Records from a data source

· · · ·

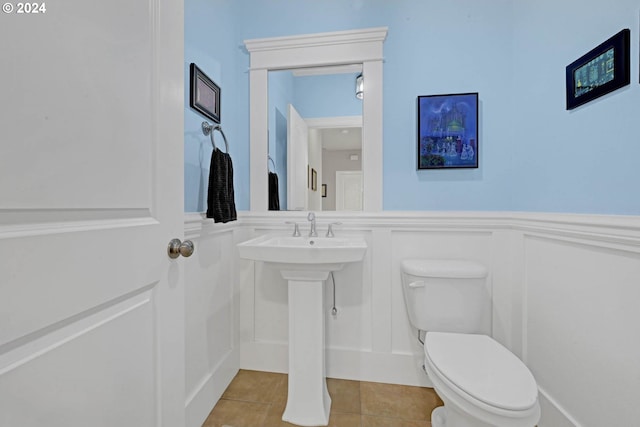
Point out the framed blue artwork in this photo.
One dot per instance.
(448, 131)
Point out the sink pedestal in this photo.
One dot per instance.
(305, 262)
(308, 401)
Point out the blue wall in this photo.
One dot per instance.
(534, 155)
(210, 43)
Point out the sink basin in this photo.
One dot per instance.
(304, 250)
(305, 262)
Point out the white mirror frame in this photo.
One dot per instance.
(318, 50)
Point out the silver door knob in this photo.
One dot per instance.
(177, 248)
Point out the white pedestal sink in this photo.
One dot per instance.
(305, 262)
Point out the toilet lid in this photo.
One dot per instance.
(482, 368)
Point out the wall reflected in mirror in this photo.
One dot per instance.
(315, 123)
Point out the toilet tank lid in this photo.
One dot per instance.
(444, 268)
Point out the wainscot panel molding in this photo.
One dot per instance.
(564, 290)
(559, 284)
(212, 352)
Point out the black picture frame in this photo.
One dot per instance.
(204, 94)
(448, 130)
(604, 69)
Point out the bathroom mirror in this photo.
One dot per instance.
(315, 139)
(356, 47)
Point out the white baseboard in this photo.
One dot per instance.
(201, 401)
(553, 415)
(341, 363)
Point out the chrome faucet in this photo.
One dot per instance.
(312, 219)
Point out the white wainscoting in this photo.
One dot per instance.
(564, 287)
(211, 317)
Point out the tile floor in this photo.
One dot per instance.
(257, 399)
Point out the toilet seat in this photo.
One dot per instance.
(481, 371)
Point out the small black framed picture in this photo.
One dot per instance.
(600, 71)
(204, 95)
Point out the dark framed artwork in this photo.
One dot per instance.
(602, 70)
(448, 131)
(204, 95)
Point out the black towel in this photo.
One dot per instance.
(220, 198)
(274, 198)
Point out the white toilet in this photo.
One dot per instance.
(481, 383)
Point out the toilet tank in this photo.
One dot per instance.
(447, 295)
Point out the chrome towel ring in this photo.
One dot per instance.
(208, 129)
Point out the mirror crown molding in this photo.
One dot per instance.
(319, 49)
(362, 46)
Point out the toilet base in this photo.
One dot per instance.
(442, 416)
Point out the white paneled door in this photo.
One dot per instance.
(91, 306)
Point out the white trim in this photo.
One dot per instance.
(321, 71)
(334, 122)
(312, 50)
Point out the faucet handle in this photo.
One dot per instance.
(330, 229)
(296, 229)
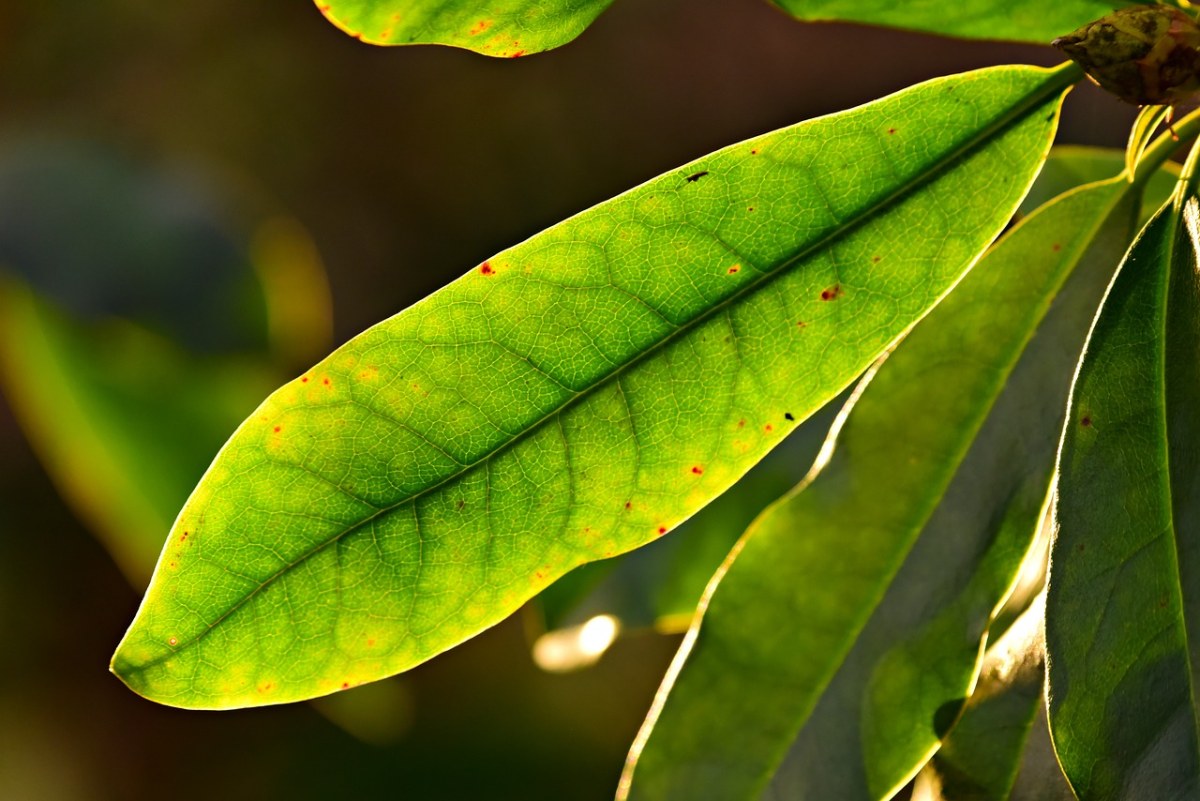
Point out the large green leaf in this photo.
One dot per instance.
(576, 396)
(1017, 20)
(504, 29)
(1122, 606)
(130, 348)
(1071, 166)
(845, 633)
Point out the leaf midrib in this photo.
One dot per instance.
(1056, 80)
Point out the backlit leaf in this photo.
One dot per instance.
(1123, 602)
(575, 396)
(509, 29)
(1017, 20)
(845, 634)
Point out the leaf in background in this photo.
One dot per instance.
(1000, 750)
(1149, 119)
(1017, 20)
(1072, 166)
(839, 645)
(576, 396)
(130, 347)
(661, 583)
(117, 419)
(509, 29)
(1123, 594)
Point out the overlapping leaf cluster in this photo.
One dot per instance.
(585, 392)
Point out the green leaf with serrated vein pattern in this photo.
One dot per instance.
(503, 29)
(1017, 20)
(845, 633)
(576, 396)
(1123, 601)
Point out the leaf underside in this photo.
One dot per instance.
(576, 396)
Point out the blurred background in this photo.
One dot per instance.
(199, 199)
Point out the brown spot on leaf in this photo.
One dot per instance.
(832, 293)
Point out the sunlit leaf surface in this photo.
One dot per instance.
(838, 648)
(503, 29)
(576, 396)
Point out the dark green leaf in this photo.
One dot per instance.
(576, 396)
(1122, 604)
(981, 758)
(1072, 166)
(839, 645)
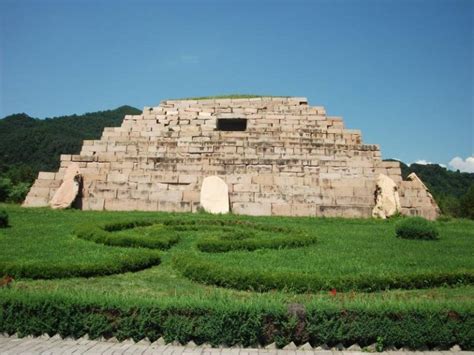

· · · ·

◆ **TASK BRIEF**: Set down every entry above exactly as written, but skip the pictures.

◆ **REPLY**:
Point out the framed blue artwork in this photo.
One dot per instance.
(448, 131)
Point out the sink pedestal in this photo.
One dot per instance.
(305, 262)
(308, 401)
Point out the blue wall in this photo.
One dot per instance.
(534, 155)
(210, 43)
Point out the sink basin in this photo.
One dot per instance.
(304, 250)
(305, 262)
Point out the white mirror frame in this photo.
One dot per instance.
(318, 50)
Point out the silver door knob in this photo.
One dot per instance.
(177, 248)
Point out the white pedestal sink in this photo.
One dot per instance.
(305, 262)
Point out the toilet lid in this photo.
One dot per instance.
(482, 368)
Point out the wall reflected in mirror in this photo.
One dot per instance.
(315, 123)
Point out the toilet tank lid in this photo.
One dot per instance.
(444, 268)
Point out the wainscot panel molding in this photo.
One dot per instance.
(564, 290)
(559, 284)
(212, 352)
Point out the black picture frame in this photo.
One dot per instance.
(204, 94)
(448, 130)
(604, 69)
Point out the bathroom mirror in this photo.
One dot per instance.
(315, 139)
(356, 47)
Point out the white baseboard in this photo.
One dot per instance.
(201, 401)
(553, 415)
(341, 363)
Point out the chrome faucet in this photo.
One dot per instance.
(312, 219)
Point out the white wainscoting in this photo.
One dot per instance.
(564, 287)
(211, 317)
Point out the tile floor in this photo.
One dot per instance.
(257, 399)
Point out the toilet seat in this photo.
One dot per instance.
(481, 371)
Point out the small black framed picture in this photo.
One dot per instance.
(600, 71)
(204, 95)
Point out the dark framed artwork in this photo.
One dot per instance.
(602, 70)
(448, 131)
(204, 95)
Point out the black towel in this photo.
One dot per instance.
(220, 198)
(274, 198)
Point out the white toilet in this photo.
One dot per instance.
(481, 383)
Point out the toilet tank in this photo.
One dot per instance.
(447, 295)
Point out the chrome towel ring in this photo.
One dot per instance.
(208, 129)
Point out the mirror crown molding in this photo.
One dot per instance.
(319, 49)
(362, 46)
Point out the toilet base in this photo.
One dot per instance.
(442, 416)
Point out the white paneled door in this photo.
One dot per instance.
(91, 306)
Point out the white trim in this photo.
One dot per instance.
(321, 71)
(334, 122)
(312, 50)
Point out the faucet handle in this photo.
One dot per instance.
(330, 229)
(296, 229)
Point out the large green leaf in this photo.
One dot per instance.
(576, 396)
(1017, 20)
(504, 29)
(1122, 606)
(130, 348)
(1071, 166)
(845, 633)
Point out the leaf midrib in this photo.
One dot per instance.
(1056, 80)
Point out the backlit leaf in this photo.
One dot per instance.
(1123, 602)
(575, 396)
(509, 29)
(1017, 20)
(845, 634)
Point out the leaf in background in this photo.
One dot per instance.
(1000, 750)
(1149, 119)
(1017, 20)
(1072, 166)
(839, 645)
(576, 396)
(130, 347)
(661, 583)
(117, 419)
(509, 29)
(1123, 594)
Point out the overlapping leaf cluster in this photo.
One dot per instance.
(585, 392)
Point out the green leaf with serrated vein pattern in this photo.
One dot per instance.
(503, 29)
(1017, 20)
(845, 633)
(576, 396)
(1123, 601)
Point out the leaf underside in this photo.
One dot per instance.
(576, 396)
Point out the blurred background in this photo.
One dot per instance.
(199, 199)
Point out the brown spot on leaf in this photo.
One dot per instance.
(832, 293)
Point out the sunlit leaf surface in this photo.
One dot per instance.
(838, 648)
(503, 29)
(576, 396)
Point out the dark green leaf in this photo.
One dot per instance.
(576, 396)
(1122, 604)
(981, 758)
(1072, 166)
(839, 645)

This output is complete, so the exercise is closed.